## Brief:
Rewrite the data below as a numbered list, one line per item, leaving out any blank lines.

## Records provided:
◇ ◇ ◇ ◇ ◇
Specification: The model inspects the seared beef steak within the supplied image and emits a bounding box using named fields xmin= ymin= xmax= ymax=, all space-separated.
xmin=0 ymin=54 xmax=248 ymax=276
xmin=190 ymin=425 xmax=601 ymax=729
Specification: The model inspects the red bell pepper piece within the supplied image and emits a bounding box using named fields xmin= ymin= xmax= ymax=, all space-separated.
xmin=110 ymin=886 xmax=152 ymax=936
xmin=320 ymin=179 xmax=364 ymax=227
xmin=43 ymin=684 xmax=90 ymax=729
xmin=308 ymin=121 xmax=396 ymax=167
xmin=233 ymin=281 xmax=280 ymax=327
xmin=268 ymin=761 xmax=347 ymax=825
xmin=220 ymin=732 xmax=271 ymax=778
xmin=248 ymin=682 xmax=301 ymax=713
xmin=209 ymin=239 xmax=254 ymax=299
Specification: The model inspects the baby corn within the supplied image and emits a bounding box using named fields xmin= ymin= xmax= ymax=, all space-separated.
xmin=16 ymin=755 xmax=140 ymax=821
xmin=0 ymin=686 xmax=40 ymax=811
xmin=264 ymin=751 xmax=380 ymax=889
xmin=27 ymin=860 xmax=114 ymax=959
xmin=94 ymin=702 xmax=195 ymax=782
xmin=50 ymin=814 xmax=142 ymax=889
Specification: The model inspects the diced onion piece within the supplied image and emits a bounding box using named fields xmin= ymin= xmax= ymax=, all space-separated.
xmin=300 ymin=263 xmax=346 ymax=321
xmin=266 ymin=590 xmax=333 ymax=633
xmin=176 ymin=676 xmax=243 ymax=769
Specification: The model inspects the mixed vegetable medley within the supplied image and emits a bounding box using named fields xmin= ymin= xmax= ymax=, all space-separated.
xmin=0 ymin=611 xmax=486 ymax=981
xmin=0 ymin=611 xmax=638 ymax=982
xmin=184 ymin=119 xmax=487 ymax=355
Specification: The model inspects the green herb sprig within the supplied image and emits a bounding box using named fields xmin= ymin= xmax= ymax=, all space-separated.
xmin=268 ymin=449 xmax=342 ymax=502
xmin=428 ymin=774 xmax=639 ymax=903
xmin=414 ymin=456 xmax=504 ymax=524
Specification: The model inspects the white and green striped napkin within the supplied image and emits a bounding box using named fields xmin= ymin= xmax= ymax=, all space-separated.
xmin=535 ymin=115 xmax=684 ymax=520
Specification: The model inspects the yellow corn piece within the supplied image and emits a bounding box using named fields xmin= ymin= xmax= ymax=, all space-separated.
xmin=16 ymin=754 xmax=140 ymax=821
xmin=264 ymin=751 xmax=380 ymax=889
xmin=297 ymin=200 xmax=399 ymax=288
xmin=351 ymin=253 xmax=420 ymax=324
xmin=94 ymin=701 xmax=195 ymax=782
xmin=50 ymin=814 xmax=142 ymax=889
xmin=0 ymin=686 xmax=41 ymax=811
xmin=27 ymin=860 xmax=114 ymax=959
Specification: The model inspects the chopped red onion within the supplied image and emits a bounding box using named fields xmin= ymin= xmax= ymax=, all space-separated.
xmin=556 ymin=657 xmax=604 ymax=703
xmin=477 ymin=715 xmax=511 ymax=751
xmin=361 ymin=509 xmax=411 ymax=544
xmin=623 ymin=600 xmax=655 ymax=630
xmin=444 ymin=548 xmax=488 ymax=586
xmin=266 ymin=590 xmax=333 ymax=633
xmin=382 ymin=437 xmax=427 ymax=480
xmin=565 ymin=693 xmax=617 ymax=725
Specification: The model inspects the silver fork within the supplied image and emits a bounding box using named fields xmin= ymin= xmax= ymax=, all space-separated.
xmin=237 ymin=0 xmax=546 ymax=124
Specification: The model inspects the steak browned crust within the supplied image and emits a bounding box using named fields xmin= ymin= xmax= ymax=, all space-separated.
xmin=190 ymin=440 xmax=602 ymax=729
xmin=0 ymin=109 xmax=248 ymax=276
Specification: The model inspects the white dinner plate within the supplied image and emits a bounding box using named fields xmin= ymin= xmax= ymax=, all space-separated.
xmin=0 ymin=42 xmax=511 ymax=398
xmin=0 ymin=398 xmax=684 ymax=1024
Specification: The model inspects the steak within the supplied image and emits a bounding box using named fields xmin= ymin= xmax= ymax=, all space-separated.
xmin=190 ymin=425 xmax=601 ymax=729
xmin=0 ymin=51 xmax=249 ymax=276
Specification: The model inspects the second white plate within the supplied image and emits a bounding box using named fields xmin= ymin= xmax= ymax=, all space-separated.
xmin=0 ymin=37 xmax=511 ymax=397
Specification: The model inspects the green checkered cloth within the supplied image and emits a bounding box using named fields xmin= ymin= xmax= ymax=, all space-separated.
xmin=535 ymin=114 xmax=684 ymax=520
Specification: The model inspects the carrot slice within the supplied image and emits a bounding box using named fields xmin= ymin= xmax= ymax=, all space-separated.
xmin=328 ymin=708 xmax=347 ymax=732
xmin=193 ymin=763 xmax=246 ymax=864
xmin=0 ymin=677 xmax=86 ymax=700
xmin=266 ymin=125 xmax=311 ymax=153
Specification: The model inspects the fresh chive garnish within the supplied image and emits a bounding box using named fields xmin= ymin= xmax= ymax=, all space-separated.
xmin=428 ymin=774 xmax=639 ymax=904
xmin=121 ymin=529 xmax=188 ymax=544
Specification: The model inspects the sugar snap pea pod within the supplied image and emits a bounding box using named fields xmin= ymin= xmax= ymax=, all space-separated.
◇ ◇ ◇ ◇ ◇
## Task result:
1. Specification: The model inspects the seared beef steak within the supplied image and emits a bounding box using named fields xmin= ymin= xmax= ymax=, all space-separated.
2. xmin=0 ymin=54 xmax=248 ymax=276
3. xmin=190 ymin=425 xmax=601 ymax=729
4. Specification: The model inspects the red bell pepper piece within the supplied image and emits a bounding box using named fields xmin= ymin= xmax= ymax=, all space-separated.
5. xmin=110 ymin=886 xmax=152 ymax=936
6. xmin=320 ymin=179 xmax=364 ymax=227
7. xmin=43 ymin=684 xmax=90 ymax=729
8. xmin=308 ymin=121 xmax=396 ymax=167
9. xmin=233 ymin=281 xmax=280 ymax=327
10. xmin=268 ymin=761 xmax=347 ymax=825
11. xmin=220 ymin=732 xmax=271 ymax=778
12. xmin=248 ymin=682 xmax=301 ymax=713
13. xmin=209 ymin=239 xmax=254 ymax=299
14. Specification: The model inspects the baby corn within the supplied image and emits a bounding box using named fields xmin= ymin= xmax= ymax=, all space-separated.
15. xmin=16 ymin=755 xmax=140 ymax=821
16. xmin=0 ymin=686 xmax=40 ymax=811
17. xmin=264 ymin=751 xmax=380 ymax=889
18. xmin=27 ymin=860 xmax=114 ymax=959
19. xmin=94 ymin=702 xmax=195 ymax=782
20. xmin=50 ymin=814 xmax=142 ymax=889
21. Specification: The model inspects the diced onion piece within the supplied image and emits a bounding box using named fields xmin= ymin= xmax= ymax=, all space-separated.
22. xmin=300 ymin=263 xmax=346 ymax=321
23. xmin=266 ymin=590 xmax=333 ymax=633
24. xmin=176 ymin=676 xmax=243 ymax=769
25. Specification: The model inspects the mixed vegetable medley within the supplied image and emits a bounding box using named fields xmin= ymin= xmax= ymax=, all space-separated.
26. xmin=0 ymin=611 xmax=486 ymax=981
27. xmin=0 ymin=611 xmax=638 ymax=982
28. xmin=184 ymin=119 xmax=487 ymax=355
29. Specification: The model inspects the green herb sprig within the supplied image and emits a bounding box using named fields xmin= ymin= xmax= ymax=, all space-separated.
30. xmin=268 ymin=449 xmax=342 ymax=502
31. xmin=428 ymin=774 xmax=639 ymax=903
32. xmin=414 ymin=456 xmax=504 ymax=524
33. Specification: The model inspects the white and green striped napkin within the supplied image and emits a bounding box using named fields xmin= ymin= xmax= ymax=, all space-separated.
34. xmin=535 ymin=115 xmax=684 ymax=520
35. Specification: The model inspects the yellow corn piece within the supplied image and emits a bounding box using named fields xmin= ymin= xmax= ymax=, all space-separated.
36. xmin=16 ymin=754 xmax=140 ymax=821
37. xmin=264 ymin=751 xmax=380 ymax=889
38. xmin=297 ymin=200 xmax=399 ymax=288
39. xmin=351 ymin=253 xmax=420 ymax=324
40. xmin=94 ymin=701 xmax=195 ymax=782
41. xmin=50 ymin=814 xmax=142 ymax=889
42. xmin=0 ymin=686 xmax=41 ymax=811
43. xmin=27 ymin=860 xmax=114 ymax=959
44. Specification: The model inspects the chopped red onion within the supplied image and emits a bounding box using named fields xmin= ymin= xmax= ymax=, all space-separated.
45. xmin=556 ymin=657 xmax=604 ymax=703
46. xmin=477 ymin=715 xmax=511 ymax=751
47. xmin=361 ymin=509 xmax=411 ymax=544
48. xmin=623 ymin=600 xmax=655 ymax=630
49. xmin=444 ymin=548 xmax=488 ymax=586
50. xmin=266 ymin=590 xmax=333 ymax=633
51. xmin=382 ymin=437 xmax=427 ymax=480
52. xmin=565 ymin=693 xmax=617 ymax=725
53. Specification: The model inspects the silver fork within the supplied image and emits a bounding box using named fields xmin= ymin= xmax= ymax=, all space-separated.
54. xmin=237 ymin=0 xmax=546 ymax=124
55. Specification: The model inspects the steak browned crust within the supplied image and emits a bounding box using named fields xmin= ymin= xmax= ymax=, all space-separated.
56. xmin=190 ymin=440 xmax=602 ymax=729
57. xmin=0 ymin=109 xmax=248 ymax=276
58. Specification: The model inspects the white dinner plate within the supplied image and emits a bounding box using named fields xmin= ymin= xmax= ymax=, all space-separated.
59. xmin=0 ymin=42 xmax=511 ymax=398
60. xmin=0 ymin=398 xmax=684 ymax=1024
61. Specification: The model inspects the steak within the supplied image and emits a bounding box using named fields xmin= ymin= xmax= ymax=, all space-separated.
62. xmin=190 ymin=425 xmax=601 ymax=729
63. xmin=0 ymin=51 xmax=249 ymax=276
64. Specification: The model inspects the second white plate within the supplied image and emits a bounding box using named fields xmin= ymin= xmax= ymax=, all space-separated.
65. xmin=0 ymin=37 xmax=511 ymax=397
66. Specification: The model inspects the green checkered cloth within the supplied image and emits a bounding box using named fields xmin= ymin= xmax= ymax=, all space-separated.
67. xmin=535 ymin=114 xmax=684 ymax=520
68. Specification: The model inspects the carrot slice within the supplied image and emits a bounding box using named fields xmin= ymin= xmax= ymax=, all space-separated.
69. xmin=328 ymin=708 xmax=347 ymax=732
70. xmin=193 ymin=763 xmax=246 ymax=864
71. xmin=0 ymin=677 xmax=86 ymax=700
72. xmin=266 ymin=125 xmax=311 ymax=153
73. Specification: The model inspects the fresh chive garnish within the supplied image and emits a bounding box using named fields xmin= ymin= xmax= ymax=, all space-separated.
74. xmin=428 ymin=774 xmax=639 ymax=904
75. xmin=121 ymin=529 xmax=188 ymax=544
76. Specification: The model inspects the sugar snap pea pod within the supplied image and emits a bounding box using named fields xmin= ymin= xmax= ymax=, all space-separated.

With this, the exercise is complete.